Give everything from the line containing "Wanted | a point on the nose, one" down to the end of the records as a numbered list, leaving out any blank lines.

----- Dataset records

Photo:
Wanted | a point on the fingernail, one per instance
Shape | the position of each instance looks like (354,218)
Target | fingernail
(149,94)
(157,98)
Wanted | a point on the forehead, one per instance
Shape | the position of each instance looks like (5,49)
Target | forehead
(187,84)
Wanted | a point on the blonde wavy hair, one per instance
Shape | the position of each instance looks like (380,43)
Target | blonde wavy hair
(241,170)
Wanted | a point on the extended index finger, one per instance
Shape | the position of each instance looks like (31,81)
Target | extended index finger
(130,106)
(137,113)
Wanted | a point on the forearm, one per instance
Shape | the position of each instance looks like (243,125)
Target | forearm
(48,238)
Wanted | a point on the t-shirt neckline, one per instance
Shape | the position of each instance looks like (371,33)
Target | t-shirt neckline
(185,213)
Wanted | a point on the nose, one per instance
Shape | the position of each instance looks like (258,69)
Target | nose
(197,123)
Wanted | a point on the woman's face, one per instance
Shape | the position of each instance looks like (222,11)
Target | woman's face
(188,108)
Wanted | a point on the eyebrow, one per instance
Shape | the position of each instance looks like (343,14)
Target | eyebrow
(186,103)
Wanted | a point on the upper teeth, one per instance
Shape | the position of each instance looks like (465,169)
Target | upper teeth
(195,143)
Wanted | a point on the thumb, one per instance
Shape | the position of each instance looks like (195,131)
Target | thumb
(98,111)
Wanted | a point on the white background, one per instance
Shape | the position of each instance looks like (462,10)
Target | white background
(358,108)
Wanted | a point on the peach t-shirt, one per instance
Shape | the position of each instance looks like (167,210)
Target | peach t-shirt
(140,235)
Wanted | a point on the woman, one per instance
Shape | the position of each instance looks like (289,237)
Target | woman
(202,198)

----------

- **Result**:
1. Wanted | a point on the nose, one per instance
2. Shape | the position of each instance looks like (258,69)
3. Target | nose
4. (197,123)
5. Wanted | a point on the woman's face, one per instance
6. Shape | the position of each instance looks like (222,11)
7. Target | woman's face
8. (188,108)
9. Wanted | a point on the eyebrow, one per instance
10. Shape | the position of each instance looks like (343,14)
11. Target | eyebrow
12. (186,103)
13. Wanted | a point on the upper teeth, one per instance
14. Shape | the position of each instance looks like (465,169)
15. Target | upper teeth
16. (195,143)
17. Wanted | a point on the thumb, one per instance
18. Shape | the position of each instance looks like (195,131)
19. Target | thumb
20. (98,111)
21. Wanted | a point on the white background, one per instance
22. Shape | the position of each instance looks like (462,10)
23. Target | white background
24. (358,108)
25. Wanted | a point on the peach t-shirt, one per instance
26. Shape | the position of each instance looks like (167,210)
27. Target | peach t-shirt
28. (140,235)
29. Wanted | a point on the woman, one per instance
30. Shape | the position of each instance looks like (289,237)
31. Target | woman
32. (202,198)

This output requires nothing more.